#### WORK REQUEST
Output each entry in full so that the result matches the data exactly.

Segment Start: SUPPLIED INFORMATION

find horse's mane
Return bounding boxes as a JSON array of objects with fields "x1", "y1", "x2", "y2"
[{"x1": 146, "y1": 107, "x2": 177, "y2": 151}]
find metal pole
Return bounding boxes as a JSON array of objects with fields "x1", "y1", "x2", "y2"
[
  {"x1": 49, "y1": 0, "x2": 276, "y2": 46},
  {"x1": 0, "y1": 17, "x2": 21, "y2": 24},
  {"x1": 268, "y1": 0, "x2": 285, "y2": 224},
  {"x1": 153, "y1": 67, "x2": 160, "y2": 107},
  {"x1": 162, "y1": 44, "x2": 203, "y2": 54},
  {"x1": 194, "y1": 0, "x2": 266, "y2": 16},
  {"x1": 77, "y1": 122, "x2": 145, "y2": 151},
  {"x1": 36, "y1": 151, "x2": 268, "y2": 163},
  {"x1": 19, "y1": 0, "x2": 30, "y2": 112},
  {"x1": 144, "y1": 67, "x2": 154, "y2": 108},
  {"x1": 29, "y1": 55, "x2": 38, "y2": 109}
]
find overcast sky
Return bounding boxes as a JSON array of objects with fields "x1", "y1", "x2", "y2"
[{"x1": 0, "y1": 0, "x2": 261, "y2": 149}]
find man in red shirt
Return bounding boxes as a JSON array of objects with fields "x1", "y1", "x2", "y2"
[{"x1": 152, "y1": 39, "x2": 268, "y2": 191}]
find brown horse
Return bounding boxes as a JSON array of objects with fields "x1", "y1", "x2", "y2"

Segment End: SUPPLIED INFORMATION

#### ANSWER TO THIS EXERCISE
find horse's mane
Return bounding boxes as a JSON array of objects with fields "x1", "y1", "x2", "y2"
[{"x1": 146, "y1": 107, "x2": 177, "y2": 151}]
find metal pole
Return bounding boxes as a JSON array of objects with fields "x1", "y1", "x2", "y2"
[
  {"x1": 49, "y1": 0, "x2": 276, "y2": 46},
  {"x1": 0, "y1": 17, "x2": 21, "y2": 24},
  {"x1": 268, "y1": 0, "x2": 285, "y2": 224},
  {"x1": 153, "y1": 67, "x2": 160, "y2": 107},
  {"x1": 162, "y1": 44, "x2": 203, "y2": 54},
  {"x1": 194, "y1": 0, "x2": 266, "y2": 16},
  {"x1": 77, "y1": 122, "x2": 145, "y2": 151},
  {"x1": 36, "y1": 151, "x2": 268, "y2": 163},
  {"x1": 19, "y1": 0, "x2": 30, "y2": 112},
  {"x1": 144, "y1": 67, "x2": 154, "y2": 108},
  {"x1": 29, "y1": 55, "x2": 38, "y2": 109}
]
find overcast sky
Return bounding boxes as a JSON array of objects with fields "x1", "y1", "x2", "y2"
[{"x1": 0, "y1": 0, "x2": 261, "y2": 149}]
find man in red shirt
Return bounding boxes as a JSON array of objects with fields "x1", "y1", "x2", "y2"
[{"x1": 152, "y1": 39, "x2": 268, "y2": 191}]
find brown horse
Return bounding boxes as a JSON array of objects with fields "x1", "y1", "x2", "y2"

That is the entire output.